## QUOTED PASSAGE

The AI's "Thinking" (Agent Thinking): The internal processing and planning the AI does before responding. This is a hidden but significant cost.

Tool Calls: Any time Claude searches files, reads documentation, or runs a command.

The Response (Code Output): The final code or text generated by the AI.

As demonstrated by Ray Fernando's context visualizer, this window can fill up surprisingly fast. Once it's cluttered with multiple requests, long code blocks, and extensive thinking processes, the AI begins to suffer from "context rot." It loses track of the most important information, leading to less effective and often incorrect results.

The Thinking Budget: A Key Lever in Context Engineering

A crucial aspect of managing the context window is controlling how much the AI "thinks." Claude Code offers four distinct "thinking modes" that allow you to allocate a specific token budget for its internal planning process. Understanding these modes is essential for efficient context management.

Thinking Mode, Keyword to Use in Prompt, Approx. Token Cost, Best Use Case

**Think, **"think", ~4,000 Tokens — Simple, direct commands and small, iterative changes.

**Think Hard, **"think hard", ~8,000 Tokens — Moderately complex tasks that require some planning.

**Think Harder, **"think harder", ~16,000 Tokens — Complex tasks requiring a detailed plan or analysis of multiple components.

**Ultrathink, **"ultrathink", ~32,000 Tokens — Initial high-level planning, architectural design, and complex research tasks.

Note: These keywords should be included directly in your prompt, for example, "ultrathink and create a comprehensive testing plan for this feature."

Practical Strategies for Effective Context Management

Here are the key strategies discussed in the video for keeping your context window clean, relevant, and effective.

1. The "Architect then Execute" Strategy

Instead of using the most powerful mode for every single step, adopt a two-phase approach:

Phase 1: Architect (High-Cost): Start a new session by using "ultrathink" or "think harder" to have Claude create a high-level plan. Ask it to analyze the problem, outline the necessary steps, identify relevant files, and propose a solution structure.

## EXERCISE INSTRUCTIONS
1/ Do these statements agree with the text on Claude Code context management? For each of (a), (b), and (c), answer yes or no and quote the words of the text that decide it. (a) Claude Code provides four thinking modes. (b) The AI's internal thinking adds little cost. (c) The text advises using the most powerful mode for every step.
2/ Retype the text on Claude Code context management from "A crucial aspect" to "require some planning.".

## INFORMATION PROVIDED
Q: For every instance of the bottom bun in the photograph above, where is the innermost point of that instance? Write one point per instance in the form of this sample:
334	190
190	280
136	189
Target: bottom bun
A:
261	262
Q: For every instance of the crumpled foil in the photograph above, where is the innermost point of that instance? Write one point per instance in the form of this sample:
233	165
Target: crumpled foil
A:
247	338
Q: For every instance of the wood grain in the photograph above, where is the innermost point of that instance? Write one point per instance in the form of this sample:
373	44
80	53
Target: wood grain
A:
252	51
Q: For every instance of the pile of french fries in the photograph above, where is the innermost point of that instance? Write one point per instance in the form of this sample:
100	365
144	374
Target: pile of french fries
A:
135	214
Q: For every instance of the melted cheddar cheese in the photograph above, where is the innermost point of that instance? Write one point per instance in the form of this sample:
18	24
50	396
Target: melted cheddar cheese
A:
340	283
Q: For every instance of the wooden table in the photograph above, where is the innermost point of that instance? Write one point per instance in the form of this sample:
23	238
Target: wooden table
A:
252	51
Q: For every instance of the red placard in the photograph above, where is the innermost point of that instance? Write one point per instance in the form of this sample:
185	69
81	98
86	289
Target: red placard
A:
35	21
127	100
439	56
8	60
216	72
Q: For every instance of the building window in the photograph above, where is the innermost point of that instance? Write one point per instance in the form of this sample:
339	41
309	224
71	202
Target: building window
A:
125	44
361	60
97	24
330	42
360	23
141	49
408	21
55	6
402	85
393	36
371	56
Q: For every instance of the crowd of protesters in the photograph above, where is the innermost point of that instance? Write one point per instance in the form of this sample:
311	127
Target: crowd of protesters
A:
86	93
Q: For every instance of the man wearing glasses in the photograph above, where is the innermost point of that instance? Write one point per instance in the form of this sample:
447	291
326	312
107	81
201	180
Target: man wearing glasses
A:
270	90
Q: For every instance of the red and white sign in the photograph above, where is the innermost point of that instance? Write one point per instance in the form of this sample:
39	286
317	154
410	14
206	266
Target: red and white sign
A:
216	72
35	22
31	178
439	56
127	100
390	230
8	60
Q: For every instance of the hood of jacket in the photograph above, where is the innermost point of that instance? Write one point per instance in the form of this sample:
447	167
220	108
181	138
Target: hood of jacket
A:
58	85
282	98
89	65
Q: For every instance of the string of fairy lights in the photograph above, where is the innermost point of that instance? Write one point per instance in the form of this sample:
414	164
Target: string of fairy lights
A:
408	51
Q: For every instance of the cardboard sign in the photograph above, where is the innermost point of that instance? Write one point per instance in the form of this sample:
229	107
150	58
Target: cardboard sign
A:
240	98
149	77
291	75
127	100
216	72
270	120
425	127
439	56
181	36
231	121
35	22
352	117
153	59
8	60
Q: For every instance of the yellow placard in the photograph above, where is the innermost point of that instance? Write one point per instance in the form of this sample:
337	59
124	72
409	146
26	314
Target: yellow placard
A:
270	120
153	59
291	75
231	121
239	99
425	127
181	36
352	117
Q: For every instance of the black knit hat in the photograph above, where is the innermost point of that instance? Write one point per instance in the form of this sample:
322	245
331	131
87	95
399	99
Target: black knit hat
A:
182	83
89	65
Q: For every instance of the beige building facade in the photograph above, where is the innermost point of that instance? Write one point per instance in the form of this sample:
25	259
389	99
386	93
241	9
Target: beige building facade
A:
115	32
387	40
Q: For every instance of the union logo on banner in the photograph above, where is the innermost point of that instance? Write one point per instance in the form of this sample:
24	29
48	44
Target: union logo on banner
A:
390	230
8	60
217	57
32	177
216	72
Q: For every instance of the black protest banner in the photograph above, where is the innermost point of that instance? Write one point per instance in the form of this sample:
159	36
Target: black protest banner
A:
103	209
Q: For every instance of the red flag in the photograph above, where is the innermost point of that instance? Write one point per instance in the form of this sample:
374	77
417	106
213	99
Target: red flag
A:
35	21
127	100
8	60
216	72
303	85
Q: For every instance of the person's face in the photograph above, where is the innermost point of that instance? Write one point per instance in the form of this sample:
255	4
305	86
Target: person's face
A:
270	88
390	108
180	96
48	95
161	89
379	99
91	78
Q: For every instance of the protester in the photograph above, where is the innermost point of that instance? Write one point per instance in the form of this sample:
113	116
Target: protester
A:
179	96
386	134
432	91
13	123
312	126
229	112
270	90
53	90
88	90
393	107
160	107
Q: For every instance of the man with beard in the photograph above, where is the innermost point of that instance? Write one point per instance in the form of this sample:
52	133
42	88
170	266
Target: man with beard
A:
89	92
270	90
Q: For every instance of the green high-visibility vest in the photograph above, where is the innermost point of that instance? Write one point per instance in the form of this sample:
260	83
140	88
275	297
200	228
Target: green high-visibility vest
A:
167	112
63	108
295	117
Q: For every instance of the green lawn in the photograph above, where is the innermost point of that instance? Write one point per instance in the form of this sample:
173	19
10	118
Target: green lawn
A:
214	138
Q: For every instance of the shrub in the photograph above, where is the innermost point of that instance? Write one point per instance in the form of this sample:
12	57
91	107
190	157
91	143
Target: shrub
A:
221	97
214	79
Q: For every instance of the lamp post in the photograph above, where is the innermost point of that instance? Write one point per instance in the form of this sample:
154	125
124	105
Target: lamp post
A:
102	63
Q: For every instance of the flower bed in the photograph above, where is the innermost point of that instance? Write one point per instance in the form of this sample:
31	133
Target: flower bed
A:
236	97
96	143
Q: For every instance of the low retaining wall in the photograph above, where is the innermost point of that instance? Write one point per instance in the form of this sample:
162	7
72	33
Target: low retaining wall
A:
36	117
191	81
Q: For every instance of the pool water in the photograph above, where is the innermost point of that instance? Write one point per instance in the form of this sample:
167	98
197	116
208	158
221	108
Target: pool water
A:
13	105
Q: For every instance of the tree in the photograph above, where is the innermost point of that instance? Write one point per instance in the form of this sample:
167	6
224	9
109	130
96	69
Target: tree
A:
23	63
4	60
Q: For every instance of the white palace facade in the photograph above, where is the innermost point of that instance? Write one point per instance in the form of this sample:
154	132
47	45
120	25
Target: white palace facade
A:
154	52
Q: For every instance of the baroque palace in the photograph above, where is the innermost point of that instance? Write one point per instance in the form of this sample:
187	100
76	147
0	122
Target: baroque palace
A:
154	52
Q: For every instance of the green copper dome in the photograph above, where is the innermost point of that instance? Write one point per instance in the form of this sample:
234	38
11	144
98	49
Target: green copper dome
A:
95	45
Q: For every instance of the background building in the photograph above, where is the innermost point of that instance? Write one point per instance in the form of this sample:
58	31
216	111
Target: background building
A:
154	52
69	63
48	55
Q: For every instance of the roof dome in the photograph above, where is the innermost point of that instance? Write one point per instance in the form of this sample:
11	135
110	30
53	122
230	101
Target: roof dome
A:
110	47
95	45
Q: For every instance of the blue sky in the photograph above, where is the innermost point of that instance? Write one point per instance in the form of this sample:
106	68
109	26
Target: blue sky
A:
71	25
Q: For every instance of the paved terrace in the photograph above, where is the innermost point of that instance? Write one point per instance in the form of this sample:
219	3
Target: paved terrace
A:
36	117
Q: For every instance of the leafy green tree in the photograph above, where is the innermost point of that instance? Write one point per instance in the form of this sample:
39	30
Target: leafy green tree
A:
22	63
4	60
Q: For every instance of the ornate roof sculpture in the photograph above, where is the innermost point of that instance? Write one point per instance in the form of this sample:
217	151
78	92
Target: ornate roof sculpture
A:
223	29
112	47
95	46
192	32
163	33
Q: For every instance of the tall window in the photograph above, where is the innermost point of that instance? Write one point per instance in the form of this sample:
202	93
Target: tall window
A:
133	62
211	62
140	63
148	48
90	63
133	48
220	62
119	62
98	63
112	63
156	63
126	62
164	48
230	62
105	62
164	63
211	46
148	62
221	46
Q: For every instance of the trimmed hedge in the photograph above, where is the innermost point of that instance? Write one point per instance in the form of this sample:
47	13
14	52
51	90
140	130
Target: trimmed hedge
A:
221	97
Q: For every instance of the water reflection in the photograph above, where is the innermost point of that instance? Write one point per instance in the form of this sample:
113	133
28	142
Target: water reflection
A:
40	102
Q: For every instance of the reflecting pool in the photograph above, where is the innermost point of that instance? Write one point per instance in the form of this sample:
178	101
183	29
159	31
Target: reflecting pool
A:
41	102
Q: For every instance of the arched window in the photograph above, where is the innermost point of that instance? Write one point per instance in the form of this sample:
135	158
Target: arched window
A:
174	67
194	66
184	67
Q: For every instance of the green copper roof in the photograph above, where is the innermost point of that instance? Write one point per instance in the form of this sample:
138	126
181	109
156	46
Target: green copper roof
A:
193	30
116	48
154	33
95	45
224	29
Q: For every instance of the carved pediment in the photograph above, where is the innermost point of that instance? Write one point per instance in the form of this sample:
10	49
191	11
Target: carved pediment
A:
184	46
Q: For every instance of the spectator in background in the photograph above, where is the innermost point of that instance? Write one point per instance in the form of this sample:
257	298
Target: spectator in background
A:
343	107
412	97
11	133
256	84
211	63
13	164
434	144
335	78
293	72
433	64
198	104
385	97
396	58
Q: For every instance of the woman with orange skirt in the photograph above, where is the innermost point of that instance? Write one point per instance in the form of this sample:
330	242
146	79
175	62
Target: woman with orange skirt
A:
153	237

## TASK-BY-TASK OUTPUTS
1/
(a) Yes: "Claude Code offers four distinct "thinking modes""
(b) No: "This is a hidden but significant cost."
(c) No: "Instead of using the most powerful mode for every single step, adopt a two-phase approach"

2/
A crucial aspect of managing the context window is controlling how much the AI "thinks." Claude Code offers four distinct "thinking modes" that allow you to allocate a specific token budget for its internal planning process. Understanding these modes is essential for efficient context management.

Thinking Mode, Keyword to Use in Prompt, Approx. Token Cost, Best Use Case

**Think, **"think", ~4,000 Tokens — Simple, direct commands and small, iterative changes.

**Think Hard, **"think hard", ~8,000 Tokens — Moderately complex tasks that require some planning.